Work to be completed: Write out the lines starting at the one containing "For every instance of the fingers, imagine" and ending at the last line, swapping "largest disc" for "largest circle" and keeping everything else the same.

━━━━━ Task material

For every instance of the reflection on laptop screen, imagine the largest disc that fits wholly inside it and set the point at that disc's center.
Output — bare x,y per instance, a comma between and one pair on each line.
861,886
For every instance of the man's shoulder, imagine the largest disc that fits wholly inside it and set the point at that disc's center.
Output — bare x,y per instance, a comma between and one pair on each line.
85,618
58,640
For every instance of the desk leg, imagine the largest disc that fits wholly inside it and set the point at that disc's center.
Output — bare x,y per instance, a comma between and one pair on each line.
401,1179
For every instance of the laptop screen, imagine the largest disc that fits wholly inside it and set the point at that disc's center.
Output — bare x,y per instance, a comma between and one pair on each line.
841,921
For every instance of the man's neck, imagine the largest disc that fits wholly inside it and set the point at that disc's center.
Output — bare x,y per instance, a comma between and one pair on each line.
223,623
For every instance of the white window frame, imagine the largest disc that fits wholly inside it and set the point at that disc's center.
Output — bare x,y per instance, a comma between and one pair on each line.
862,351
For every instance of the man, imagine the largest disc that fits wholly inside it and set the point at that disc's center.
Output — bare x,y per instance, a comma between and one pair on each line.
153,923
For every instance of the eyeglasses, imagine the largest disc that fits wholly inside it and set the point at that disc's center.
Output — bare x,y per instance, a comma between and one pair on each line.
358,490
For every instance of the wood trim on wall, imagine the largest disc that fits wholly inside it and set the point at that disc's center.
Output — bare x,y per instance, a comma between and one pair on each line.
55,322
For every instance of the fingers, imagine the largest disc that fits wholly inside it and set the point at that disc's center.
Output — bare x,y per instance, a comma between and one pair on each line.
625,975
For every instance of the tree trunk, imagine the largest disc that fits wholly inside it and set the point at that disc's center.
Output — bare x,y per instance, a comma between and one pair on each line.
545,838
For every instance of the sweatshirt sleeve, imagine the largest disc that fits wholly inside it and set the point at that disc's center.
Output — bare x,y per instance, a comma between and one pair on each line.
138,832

━━━━━━━━━━

Response:
For every instance of the fingers, imagine the largest circle that fits wholly inside it and set the point at that disc's center.
Output — bare x,y per instance, a comma between and one pair on each line.
625,975
For every instance of the tree trunk, imagine the largest circle that fits wholly inside it and set the point at that disc's center.
Output — bare x,y per instance, a comma between and one pair on each line.
545,838
For every instance of the sweatshirt sleeve, imagine the largest circle that fits wholly inside it and set the point at that disc's center.
Output — bare x,y per instance, a comma between and one pair on each line.
138,832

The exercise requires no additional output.